Exercise goal
When you reach the line that contains "Mark the padded", begin copying exactly and continue through the last line below. Do not copy pictures.

Material for the task
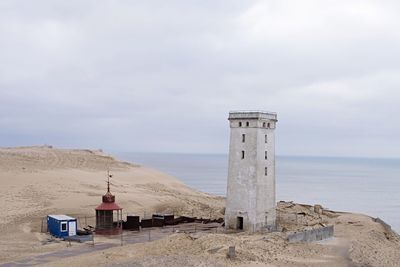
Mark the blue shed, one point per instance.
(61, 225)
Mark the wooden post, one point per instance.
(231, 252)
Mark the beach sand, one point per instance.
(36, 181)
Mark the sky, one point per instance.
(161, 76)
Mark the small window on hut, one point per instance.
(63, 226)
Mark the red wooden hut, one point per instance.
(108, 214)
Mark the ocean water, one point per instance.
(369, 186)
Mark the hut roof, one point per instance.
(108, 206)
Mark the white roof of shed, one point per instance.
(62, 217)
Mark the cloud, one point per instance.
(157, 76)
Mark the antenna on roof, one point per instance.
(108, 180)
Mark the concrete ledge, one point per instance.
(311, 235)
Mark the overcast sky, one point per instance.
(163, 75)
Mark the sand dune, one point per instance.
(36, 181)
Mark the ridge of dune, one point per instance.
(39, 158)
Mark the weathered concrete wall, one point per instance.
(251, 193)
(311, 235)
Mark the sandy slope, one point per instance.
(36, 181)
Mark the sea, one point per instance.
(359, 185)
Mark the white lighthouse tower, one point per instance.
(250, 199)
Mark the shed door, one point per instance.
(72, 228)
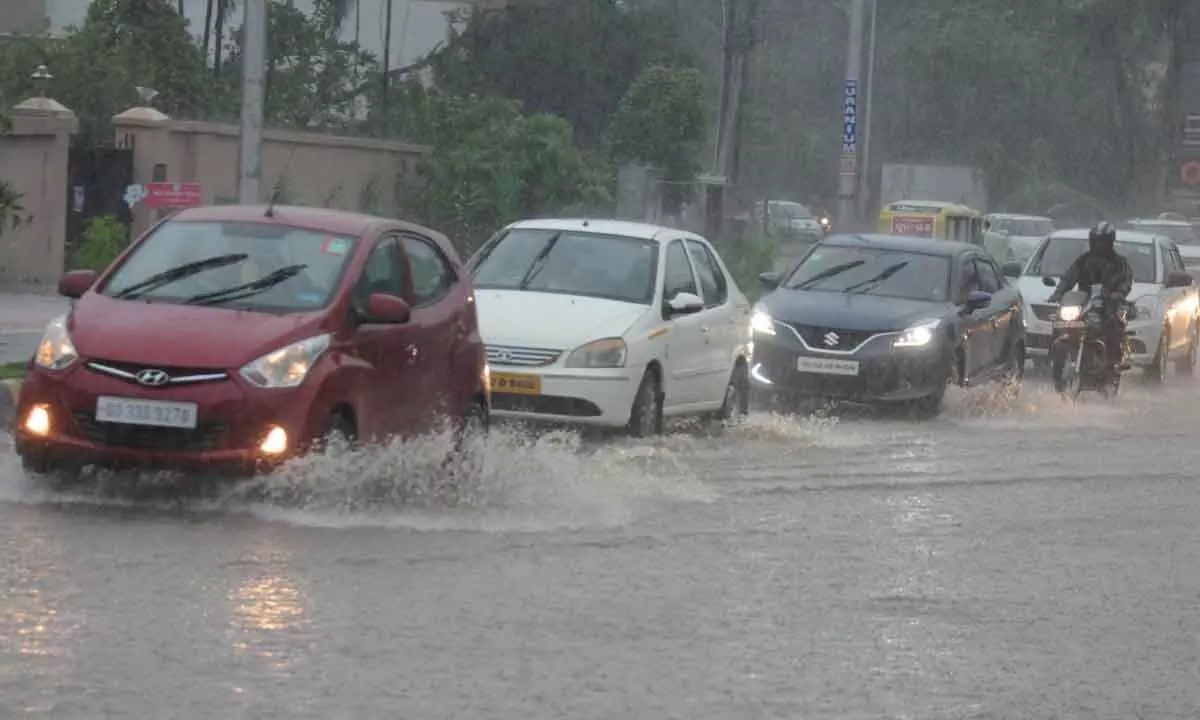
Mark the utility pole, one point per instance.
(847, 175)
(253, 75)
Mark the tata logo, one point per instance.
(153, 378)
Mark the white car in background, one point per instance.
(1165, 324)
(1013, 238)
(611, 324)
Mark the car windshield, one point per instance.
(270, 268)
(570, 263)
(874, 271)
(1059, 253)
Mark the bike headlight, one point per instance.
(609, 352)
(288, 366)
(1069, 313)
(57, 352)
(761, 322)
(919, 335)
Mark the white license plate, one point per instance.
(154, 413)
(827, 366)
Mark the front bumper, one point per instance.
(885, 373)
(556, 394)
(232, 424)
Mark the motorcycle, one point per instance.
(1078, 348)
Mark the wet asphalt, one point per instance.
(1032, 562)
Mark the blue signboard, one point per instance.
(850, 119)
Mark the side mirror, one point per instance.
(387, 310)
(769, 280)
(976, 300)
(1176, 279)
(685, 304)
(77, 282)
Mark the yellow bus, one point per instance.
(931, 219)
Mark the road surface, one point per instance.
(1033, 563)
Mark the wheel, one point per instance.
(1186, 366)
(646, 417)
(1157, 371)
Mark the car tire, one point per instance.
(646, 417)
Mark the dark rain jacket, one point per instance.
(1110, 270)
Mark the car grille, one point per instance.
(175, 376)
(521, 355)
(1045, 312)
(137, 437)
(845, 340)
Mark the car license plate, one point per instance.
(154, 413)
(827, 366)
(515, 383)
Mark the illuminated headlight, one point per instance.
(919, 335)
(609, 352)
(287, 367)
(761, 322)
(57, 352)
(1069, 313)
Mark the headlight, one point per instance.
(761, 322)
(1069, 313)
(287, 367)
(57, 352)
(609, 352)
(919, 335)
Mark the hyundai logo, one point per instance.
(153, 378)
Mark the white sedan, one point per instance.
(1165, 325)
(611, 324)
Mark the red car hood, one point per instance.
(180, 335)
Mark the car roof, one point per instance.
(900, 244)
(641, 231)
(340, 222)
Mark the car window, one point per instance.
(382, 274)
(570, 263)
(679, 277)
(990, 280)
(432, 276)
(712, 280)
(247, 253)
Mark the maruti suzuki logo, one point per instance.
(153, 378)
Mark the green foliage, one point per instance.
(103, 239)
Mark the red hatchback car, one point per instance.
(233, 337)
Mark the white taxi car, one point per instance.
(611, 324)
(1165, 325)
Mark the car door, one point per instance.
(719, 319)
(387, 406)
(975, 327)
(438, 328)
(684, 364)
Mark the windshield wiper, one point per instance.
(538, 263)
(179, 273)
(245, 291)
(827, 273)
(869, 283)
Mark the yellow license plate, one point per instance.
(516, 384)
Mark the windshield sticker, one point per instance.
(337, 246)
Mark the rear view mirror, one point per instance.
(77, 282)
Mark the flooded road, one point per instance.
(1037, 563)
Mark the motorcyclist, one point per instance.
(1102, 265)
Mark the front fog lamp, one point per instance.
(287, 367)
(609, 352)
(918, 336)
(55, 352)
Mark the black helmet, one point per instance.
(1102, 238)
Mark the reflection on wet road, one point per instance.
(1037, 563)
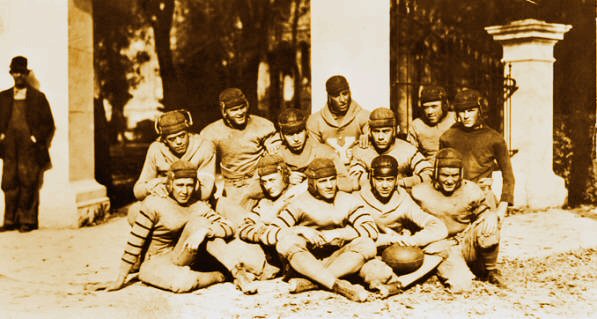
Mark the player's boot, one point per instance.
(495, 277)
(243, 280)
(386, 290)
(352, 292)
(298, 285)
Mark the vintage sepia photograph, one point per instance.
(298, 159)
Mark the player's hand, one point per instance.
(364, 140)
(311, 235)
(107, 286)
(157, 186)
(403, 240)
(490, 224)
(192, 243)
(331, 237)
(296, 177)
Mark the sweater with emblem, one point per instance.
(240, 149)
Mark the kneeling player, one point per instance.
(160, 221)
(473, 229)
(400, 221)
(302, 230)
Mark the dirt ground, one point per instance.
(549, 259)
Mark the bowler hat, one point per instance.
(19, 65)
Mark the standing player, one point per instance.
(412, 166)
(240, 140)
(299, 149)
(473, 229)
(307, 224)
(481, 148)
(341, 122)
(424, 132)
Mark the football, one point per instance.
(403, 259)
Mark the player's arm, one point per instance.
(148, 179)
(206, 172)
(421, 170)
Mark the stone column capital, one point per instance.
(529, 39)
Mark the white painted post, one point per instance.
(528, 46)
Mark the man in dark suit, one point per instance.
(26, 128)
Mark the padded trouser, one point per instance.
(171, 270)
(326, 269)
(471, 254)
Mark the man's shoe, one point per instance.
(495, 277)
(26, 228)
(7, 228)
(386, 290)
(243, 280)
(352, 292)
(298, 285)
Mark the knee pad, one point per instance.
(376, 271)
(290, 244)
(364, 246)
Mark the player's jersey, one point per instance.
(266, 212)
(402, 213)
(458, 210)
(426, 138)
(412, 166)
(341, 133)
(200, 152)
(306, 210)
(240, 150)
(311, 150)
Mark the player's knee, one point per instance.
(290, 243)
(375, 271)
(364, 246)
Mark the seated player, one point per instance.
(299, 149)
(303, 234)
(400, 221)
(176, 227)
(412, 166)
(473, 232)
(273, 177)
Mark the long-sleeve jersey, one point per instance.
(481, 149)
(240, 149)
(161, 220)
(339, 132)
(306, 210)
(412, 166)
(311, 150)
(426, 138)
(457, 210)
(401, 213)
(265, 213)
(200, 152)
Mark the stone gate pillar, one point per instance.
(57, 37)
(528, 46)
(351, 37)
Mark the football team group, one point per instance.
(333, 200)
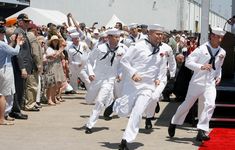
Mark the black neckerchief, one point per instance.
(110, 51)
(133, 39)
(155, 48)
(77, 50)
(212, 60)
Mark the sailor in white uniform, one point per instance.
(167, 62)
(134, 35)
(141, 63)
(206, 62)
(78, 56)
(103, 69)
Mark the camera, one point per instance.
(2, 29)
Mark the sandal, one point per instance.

Solved problem
Mark the padded trouser, one point per instance.
(171, 270)
(326, 269)
(471, 254)
Mark the man's shoe, one point per instance.
(495, 277)
(26, 228)
(7, 228)
(386, 290)
(243, 280)
(352, 292)
(298, 285)
Mark the knee pad, one point per instance.
(376, 271)
(290, 244)
(364, 246)
Mark the player's jersey, one point per instance.
(266, 212)
(402, 213)
(458, 210)
(426, 138)
(412, 166)
(341, 133)
(200, 152)
(306, 210)
(240, 150)
(311, 150)
Mark the player's knee, one point per instance.
(290, 243)
(375, 271)
(364, 246)
Mark the seated player, one point per instance.
(299, 149)
(303, 234)
(400, 221)
(176, 227)
(412, 166)
(473, 232)
(273, 177)
Mark the long-sleeve jersey, one point per instance.
(481, 149)
(240, 149)
(161, 220)
(339, 132)
(306, 210)
(412, 166)
(311, 150)
(426, 138)
(457, 210)
(401, 213)
(265, 213)
(200, 152)
Mark the stone gate pillar, one point per instance.
(57, 37)
(528, 46)
(351, 37)
Mark the football team group, one point per instance.
(333, 200)
Mark the black neckerchief, one point per instance.
(110, 51)
(133, 39)
(155, 48)
(77, 50)
(212, 60)
Mark the sailor in white uniform, one point per instance.
(167, 62)
(134, 35)
(141, 63)
(206, 62)
(78, 56)
(103, 69)
Mark the camera, one point per instance.
(2, 29)
Mark the sandal, one point per instance.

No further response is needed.